Requirements:
Could you turn all the lines below into a numbered list, leaving out any blank ones?

Material for this task:
========================================================================

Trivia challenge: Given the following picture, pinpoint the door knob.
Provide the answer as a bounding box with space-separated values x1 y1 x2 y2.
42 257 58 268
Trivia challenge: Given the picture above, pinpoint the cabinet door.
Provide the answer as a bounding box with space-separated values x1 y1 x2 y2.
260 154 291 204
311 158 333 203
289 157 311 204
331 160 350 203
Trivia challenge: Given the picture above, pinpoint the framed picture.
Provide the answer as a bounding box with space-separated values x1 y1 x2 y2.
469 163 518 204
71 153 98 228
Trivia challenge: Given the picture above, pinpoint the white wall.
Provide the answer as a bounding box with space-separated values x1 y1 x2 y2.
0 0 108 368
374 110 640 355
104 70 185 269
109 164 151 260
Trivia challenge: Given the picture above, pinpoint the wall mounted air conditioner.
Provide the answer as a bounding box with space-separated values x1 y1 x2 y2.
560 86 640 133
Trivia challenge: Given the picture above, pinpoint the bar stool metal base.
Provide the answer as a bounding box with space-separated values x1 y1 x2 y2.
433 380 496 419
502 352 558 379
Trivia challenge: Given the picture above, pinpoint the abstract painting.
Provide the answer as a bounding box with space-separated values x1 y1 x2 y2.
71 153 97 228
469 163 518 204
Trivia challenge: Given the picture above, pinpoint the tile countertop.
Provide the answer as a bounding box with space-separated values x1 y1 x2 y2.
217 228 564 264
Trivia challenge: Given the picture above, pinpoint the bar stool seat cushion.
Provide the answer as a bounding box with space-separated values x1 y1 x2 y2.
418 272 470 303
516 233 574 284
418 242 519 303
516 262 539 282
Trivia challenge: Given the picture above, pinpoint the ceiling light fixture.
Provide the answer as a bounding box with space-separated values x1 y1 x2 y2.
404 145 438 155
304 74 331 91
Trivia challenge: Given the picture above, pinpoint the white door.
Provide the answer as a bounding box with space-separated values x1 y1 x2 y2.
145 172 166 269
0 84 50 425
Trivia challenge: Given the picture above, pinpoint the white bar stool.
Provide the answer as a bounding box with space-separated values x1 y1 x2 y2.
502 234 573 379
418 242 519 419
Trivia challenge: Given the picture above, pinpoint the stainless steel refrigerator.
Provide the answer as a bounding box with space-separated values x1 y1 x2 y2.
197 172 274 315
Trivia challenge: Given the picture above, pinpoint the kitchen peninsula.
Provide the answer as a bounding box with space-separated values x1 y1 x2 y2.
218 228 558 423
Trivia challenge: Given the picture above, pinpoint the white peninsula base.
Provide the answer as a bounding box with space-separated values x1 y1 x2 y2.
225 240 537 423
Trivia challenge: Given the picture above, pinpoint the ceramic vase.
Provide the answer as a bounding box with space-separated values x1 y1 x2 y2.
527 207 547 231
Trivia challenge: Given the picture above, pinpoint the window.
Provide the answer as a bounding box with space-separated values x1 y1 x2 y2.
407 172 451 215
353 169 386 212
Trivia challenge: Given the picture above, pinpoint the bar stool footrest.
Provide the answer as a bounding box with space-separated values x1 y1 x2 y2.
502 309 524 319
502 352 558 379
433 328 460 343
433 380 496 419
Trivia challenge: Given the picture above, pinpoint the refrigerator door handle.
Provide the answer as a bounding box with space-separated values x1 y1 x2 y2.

========================================================================

Output of the task:
1. Trivia challenge: Given the following picture, pinpoint the door knob.
2. Provide the answer as a bounding box with space-separated values x1 y1 x2 y2.
3. 42 257 58 268
4. Trivia challenge: Given the picture above, pinpoint the cabinet door.
5. Provide the answer as a bounding box with space-separated values x1 y1 x2 y2.
6. 260 154 291 204
7. 311 158 333 203
8. 289 157 311 204
9. 331 160 350 203
10. Trivia challenge: Given the picture above, pinpoint the framed picture.
11. Provide the answer as a bounding box with space-separated values x1 y1 x2 y2.
12. 469 163 518 204
13. 71 153 98 228
14. Trivia challenge: Given the picture above, pinpoint the white wall.
15. Provide the answer as a bounding box with space-separated values x1 y1 x2 y2.
16. 0 0 108 368
17. 374 110 640 355
18. 104 70 185 269
19. 109 164 151 260
20. Trivia challenge: Given the picture above, pinpoint the wall mounted air conditioner.
21. Provide the answer as a bounding box with space-separated values x1 y1 x2 y2.
22. 560 86 640 133
23. Trivia challenge: Given the picture above, pinpoint the bar stool metal base.
24. Provide the answer as a bounding box with space-separated values x1 y1 x2 y2.
25. 433 380 496 419
26. 502 352 558 379
27. Trivia challenge: Given the picture above, pinpoint the abstract painting.
28. Provide the answer as a bounding box with space-separated values x1 y1 x2 y2.
29. 71 153 97 228
30. 469 163 518 204
31. Trivia challenge: Given the picture above, pinpoint the tile countertop.
32. Provide the answer as a bounding box with space-separated values x1 y1 x2 y2.
33. 217 228 564 264
34. Trivia challenge: Given the picture above, pinpoint the bar stool seat cushion.
35. Provide the answer as a bounding box with space-separated values x1 y1 x2 y2.
36. 418 272 470 303
37. 516 233 574 284
38. 418 242 519 303
39. 516 262 539 282
40. Trivia challenge: Given the picture above, pinpoint the ceiling light fixture.
41. Provide the answer as a bounding box with space-separated values x1 y1 x2 y2.
42. 404 145 438 155
43. 304 74 331 91
44. Trivia challenge: Given the picture above, pinpoint the white door.
45. Provide the answer as a bounding box with space-separated values x1 y1 x2 y2.
46. 145 172 166 269
47. 0 84 50 425
48. Trivia challenge: Given the picture above, pinpoint the white bar stool.
49. Provide the answer as a bounding box with space-separated values x1 y1 x2 y2.
50. 502 234 573 379
51. 418 242 519 419
52. Trivia challenge: Given the picture above, pinpoint the stainless steel refrigerator.
53. Provide the answer as a bounding box with space-separated values x1 y1 x2 y2.
54. 197 172 274 315
55. Trivia challenge: Given the picture above, pinpoint the kitchen peninsula.
56. Provide the answer as a bounding box with space-separated values x1 y1 x2 y2.
57. 218 228 558 423
58. Trivia challenge: Given the picture above, pinpoint the white peninsula base.
59. Provide the answer as a bounding box with space-separated values x1 y1 x2 y2.
60. 225 240 537 423
61. Trivia challenge: Given the picture above, pinpoint the ceramic vase.
62. Provide the answer as a bounding box with space-separated values x1 y1 x2 y2.
63. 527 207 547 231
64. Trivia challenge: Given the picture above, pinpoint the window.
65. Provide the answer as a bounding box with space-separated values x1 y1 x2 y2.
66. 407 172 451 215
67. 353 169 386 212
68. Trivia challenge: Given the picture above, pinpoint the bar stool footrest.
69. Provide the answer as a bounding box with space-separated values x1 y1 x2 y2.
70. 502 309 524 319
71. 502 352 558 379
72. 433 328 460 343
73. 433 380 496 419
74. Trivia challenge: Given the picture above, pinpoint the refrigerator door handle.
75. Provide the answer as a bounding box with space-separated values x1 y1 x2 y2.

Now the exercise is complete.